[begin DATA SUPPLIED]

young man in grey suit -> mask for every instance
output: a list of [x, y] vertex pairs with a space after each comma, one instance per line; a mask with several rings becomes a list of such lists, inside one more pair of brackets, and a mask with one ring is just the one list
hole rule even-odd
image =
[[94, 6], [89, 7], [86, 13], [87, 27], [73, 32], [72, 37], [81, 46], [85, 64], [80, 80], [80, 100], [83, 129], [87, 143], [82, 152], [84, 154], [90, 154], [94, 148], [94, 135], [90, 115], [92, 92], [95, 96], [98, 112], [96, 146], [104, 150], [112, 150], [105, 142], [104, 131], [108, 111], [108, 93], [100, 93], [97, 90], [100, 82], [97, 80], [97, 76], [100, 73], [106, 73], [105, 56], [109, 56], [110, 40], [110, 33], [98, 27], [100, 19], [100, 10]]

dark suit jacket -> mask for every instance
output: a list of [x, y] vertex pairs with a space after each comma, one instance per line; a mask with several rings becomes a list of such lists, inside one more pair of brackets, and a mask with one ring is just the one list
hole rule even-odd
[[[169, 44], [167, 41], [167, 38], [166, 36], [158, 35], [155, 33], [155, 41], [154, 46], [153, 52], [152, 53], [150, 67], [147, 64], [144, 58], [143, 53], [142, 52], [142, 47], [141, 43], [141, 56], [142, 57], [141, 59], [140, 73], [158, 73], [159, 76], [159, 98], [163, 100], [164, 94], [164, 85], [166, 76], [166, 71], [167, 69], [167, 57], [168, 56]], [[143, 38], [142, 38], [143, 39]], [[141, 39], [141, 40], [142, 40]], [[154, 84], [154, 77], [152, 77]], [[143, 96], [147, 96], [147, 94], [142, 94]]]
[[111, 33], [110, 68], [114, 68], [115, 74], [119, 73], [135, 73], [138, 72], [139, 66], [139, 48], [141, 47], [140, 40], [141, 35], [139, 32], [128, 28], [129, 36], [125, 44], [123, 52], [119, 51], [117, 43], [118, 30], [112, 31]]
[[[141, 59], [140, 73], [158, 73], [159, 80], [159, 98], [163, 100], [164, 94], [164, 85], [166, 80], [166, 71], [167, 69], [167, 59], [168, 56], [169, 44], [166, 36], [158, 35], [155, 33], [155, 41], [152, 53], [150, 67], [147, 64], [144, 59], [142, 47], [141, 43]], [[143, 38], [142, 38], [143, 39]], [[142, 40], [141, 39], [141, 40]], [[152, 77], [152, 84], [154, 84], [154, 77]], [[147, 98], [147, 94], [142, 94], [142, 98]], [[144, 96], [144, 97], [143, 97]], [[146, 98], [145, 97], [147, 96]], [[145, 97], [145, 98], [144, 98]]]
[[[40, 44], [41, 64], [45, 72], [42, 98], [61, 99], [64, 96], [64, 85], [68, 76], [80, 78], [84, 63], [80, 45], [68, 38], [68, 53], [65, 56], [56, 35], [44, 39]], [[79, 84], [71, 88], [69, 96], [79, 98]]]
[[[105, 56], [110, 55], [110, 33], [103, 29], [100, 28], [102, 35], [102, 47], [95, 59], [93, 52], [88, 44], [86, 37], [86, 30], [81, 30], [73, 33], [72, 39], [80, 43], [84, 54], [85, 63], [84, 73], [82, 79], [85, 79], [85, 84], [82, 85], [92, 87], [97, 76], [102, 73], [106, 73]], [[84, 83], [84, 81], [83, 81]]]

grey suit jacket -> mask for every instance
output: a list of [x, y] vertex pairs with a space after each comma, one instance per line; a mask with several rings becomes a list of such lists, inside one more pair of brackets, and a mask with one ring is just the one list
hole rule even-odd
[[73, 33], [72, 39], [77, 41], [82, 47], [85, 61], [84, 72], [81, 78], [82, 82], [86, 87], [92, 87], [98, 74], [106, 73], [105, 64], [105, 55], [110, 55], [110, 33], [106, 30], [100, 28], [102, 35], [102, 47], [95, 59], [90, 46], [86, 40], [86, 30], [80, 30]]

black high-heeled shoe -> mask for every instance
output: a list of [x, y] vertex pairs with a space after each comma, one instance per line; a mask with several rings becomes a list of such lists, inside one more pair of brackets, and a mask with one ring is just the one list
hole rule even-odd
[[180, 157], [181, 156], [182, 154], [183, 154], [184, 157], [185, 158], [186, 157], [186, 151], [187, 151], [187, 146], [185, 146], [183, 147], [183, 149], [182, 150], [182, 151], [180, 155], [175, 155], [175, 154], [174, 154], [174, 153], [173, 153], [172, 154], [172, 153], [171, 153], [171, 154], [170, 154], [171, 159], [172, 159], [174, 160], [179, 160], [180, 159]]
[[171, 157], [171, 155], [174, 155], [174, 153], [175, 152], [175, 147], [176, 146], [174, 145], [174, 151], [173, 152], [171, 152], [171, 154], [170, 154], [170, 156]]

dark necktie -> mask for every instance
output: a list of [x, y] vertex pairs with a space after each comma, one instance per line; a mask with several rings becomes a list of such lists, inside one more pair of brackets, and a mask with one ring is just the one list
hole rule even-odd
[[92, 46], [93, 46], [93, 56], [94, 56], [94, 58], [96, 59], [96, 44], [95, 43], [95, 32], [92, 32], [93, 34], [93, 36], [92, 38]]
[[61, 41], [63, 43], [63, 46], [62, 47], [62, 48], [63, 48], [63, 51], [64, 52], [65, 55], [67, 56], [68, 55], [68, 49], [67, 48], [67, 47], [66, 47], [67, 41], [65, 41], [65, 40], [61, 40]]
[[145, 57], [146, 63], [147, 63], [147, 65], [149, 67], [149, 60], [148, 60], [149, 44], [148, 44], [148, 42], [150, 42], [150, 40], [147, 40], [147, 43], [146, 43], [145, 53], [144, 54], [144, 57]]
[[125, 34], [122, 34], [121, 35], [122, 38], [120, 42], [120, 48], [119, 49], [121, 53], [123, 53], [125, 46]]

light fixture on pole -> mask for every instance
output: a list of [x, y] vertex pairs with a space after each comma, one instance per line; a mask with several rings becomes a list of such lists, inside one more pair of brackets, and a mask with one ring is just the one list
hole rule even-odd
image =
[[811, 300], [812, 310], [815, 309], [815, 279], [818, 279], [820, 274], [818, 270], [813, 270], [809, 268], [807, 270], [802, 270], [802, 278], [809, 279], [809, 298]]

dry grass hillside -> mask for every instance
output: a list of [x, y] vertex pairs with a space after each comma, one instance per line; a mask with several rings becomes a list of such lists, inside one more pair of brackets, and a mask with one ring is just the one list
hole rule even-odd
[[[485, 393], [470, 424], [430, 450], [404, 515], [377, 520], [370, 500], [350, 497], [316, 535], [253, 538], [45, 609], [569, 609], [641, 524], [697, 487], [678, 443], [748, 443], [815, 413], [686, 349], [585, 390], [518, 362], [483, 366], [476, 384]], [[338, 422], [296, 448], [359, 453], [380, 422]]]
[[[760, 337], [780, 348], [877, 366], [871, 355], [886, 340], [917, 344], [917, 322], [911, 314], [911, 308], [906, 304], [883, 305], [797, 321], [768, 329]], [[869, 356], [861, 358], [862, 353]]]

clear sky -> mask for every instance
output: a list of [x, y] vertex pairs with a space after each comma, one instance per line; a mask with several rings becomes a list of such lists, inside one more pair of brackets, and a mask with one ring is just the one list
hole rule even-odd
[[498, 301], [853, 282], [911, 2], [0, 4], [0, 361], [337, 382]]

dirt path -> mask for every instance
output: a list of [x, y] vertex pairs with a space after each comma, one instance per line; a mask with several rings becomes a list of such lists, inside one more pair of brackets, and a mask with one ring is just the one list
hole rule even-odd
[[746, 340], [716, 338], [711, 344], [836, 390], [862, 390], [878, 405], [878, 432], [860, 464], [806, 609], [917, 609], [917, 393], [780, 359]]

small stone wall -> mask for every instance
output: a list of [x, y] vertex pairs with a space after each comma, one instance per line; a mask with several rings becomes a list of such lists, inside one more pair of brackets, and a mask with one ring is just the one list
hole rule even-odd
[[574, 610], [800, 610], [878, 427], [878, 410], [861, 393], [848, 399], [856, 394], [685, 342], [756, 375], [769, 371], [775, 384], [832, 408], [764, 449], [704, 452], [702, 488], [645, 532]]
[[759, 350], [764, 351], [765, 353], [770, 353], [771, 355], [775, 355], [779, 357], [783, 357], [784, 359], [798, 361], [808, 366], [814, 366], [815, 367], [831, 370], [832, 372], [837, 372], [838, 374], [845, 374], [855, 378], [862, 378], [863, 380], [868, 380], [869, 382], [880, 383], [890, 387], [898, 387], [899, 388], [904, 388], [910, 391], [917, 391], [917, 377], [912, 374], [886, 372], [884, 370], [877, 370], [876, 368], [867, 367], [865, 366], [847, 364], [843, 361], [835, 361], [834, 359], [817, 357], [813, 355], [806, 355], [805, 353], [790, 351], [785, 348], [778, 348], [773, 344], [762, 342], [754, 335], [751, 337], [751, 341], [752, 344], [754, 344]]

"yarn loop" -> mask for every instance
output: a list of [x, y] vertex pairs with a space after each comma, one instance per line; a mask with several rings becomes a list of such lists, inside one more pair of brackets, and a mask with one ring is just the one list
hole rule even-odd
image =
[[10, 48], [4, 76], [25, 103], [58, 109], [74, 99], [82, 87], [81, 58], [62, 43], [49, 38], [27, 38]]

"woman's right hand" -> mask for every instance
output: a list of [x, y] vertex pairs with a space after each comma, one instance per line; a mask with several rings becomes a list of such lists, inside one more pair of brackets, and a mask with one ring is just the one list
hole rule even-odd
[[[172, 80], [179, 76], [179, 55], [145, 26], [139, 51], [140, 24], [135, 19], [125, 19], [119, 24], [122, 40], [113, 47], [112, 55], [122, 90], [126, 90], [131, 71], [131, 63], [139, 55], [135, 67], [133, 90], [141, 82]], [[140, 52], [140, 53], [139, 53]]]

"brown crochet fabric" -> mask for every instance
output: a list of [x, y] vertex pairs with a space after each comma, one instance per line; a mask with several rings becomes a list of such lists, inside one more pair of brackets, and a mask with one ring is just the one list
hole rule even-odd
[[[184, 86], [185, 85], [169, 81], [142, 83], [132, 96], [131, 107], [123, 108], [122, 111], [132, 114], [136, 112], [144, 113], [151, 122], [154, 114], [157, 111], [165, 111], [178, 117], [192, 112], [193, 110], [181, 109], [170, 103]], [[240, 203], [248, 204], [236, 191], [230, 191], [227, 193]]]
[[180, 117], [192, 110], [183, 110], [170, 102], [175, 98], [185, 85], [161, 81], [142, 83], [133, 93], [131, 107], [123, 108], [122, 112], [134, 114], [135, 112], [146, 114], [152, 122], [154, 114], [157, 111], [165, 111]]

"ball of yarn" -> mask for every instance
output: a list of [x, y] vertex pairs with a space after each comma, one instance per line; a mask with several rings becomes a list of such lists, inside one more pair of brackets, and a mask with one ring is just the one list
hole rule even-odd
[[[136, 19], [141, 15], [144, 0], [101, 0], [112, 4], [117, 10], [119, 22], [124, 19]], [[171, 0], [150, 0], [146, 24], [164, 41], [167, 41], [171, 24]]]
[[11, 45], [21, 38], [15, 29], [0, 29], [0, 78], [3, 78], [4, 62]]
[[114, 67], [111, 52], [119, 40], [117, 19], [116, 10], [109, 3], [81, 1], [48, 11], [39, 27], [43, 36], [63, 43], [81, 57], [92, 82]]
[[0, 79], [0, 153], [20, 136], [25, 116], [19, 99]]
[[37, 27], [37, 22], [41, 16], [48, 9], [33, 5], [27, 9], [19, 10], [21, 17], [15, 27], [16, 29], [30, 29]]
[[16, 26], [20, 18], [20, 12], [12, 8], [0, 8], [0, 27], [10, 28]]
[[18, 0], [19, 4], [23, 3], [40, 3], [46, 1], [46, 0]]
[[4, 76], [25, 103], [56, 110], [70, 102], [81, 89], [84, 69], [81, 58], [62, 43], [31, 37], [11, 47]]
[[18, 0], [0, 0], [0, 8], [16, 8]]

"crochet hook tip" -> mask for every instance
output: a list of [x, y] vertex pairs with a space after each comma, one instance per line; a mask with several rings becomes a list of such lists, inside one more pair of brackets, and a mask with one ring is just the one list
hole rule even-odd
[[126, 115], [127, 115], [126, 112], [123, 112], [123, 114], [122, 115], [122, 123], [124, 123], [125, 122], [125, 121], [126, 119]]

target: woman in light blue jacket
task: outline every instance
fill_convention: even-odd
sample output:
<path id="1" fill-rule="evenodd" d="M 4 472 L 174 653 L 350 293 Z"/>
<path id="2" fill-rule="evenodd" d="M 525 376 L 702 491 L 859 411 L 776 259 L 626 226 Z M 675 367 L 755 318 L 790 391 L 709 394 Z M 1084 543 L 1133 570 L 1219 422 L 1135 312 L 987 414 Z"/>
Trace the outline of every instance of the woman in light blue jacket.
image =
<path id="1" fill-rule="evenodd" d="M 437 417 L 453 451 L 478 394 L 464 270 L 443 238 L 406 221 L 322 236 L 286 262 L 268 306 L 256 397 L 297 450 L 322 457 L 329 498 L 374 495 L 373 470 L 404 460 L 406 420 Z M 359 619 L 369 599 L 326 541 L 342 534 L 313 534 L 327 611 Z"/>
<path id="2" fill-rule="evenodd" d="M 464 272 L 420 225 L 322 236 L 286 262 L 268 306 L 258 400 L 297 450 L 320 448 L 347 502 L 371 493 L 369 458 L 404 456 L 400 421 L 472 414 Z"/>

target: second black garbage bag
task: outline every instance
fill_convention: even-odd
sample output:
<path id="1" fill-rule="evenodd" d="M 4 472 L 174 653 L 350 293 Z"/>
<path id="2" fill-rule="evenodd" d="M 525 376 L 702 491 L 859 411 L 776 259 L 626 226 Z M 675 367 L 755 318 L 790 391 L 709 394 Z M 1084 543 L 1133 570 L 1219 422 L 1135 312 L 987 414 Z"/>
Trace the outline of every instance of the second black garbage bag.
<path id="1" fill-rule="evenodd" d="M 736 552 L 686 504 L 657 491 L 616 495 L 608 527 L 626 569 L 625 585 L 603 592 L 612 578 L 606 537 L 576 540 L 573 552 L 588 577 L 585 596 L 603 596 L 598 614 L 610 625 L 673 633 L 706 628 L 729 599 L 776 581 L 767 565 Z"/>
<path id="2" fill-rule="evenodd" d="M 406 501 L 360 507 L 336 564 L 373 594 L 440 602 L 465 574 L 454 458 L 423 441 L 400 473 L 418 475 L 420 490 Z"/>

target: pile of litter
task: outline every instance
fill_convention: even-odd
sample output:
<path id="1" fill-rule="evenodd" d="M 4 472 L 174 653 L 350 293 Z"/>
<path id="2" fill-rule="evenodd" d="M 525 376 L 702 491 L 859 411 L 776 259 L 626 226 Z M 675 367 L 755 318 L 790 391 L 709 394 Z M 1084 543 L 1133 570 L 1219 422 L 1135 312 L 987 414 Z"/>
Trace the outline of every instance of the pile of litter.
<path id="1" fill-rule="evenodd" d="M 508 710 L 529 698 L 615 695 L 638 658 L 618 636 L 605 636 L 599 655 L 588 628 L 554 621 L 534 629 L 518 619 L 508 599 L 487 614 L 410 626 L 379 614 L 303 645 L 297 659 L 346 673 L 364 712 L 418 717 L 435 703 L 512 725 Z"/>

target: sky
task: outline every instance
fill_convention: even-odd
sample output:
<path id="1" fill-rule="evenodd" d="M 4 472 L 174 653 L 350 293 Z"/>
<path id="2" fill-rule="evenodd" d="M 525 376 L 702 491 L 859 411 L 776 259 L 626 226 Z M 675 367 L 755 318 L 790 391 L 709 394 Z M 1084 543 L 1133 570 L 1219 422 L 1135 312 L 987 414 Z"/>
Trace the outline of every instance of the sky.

[end DATA SUPPLIED]

▶ _GIVEN TASK_: Write out the lines from the start of the records through the line containing "19], [100, 10]]", changing "young man" to "tall man" and keeping everything else identical. Give only those lines.

▶ _THE COMPLETED TASK_:
tall man in grey suit -> mask for every instance
output: a list of [x, y] vertex pairs with a space after each comma, one instance per line; a mask with several rings becomes a list of such lists, inside one more pair of brackets, and a mask with one ring is just the one list
hole rule even-odd
image =
[[94, 6], [89, 7], [86, 13], [87, 27], [73, 32], [72, 37], [81, 46], [85, 64], [80, 80], [80, 100], [83, 129], [87, 143], [82, 152], [84, 154], [90, 154], [94, 148], [94, 135], [90, 115], [92, 92], [95, 96], [98, 112], [96, 146], [104, 150], [112, 150], [105, 142], [104, 131], [108, 111], [108, 93], [100, 93], [97, 90], [100, 82], [97, 80], [97, 76], [100, 73], [106, 73], [105, 56], [109, 56], [110, 40], [110, 33], [98, 27], [100, 19], [100, 10]]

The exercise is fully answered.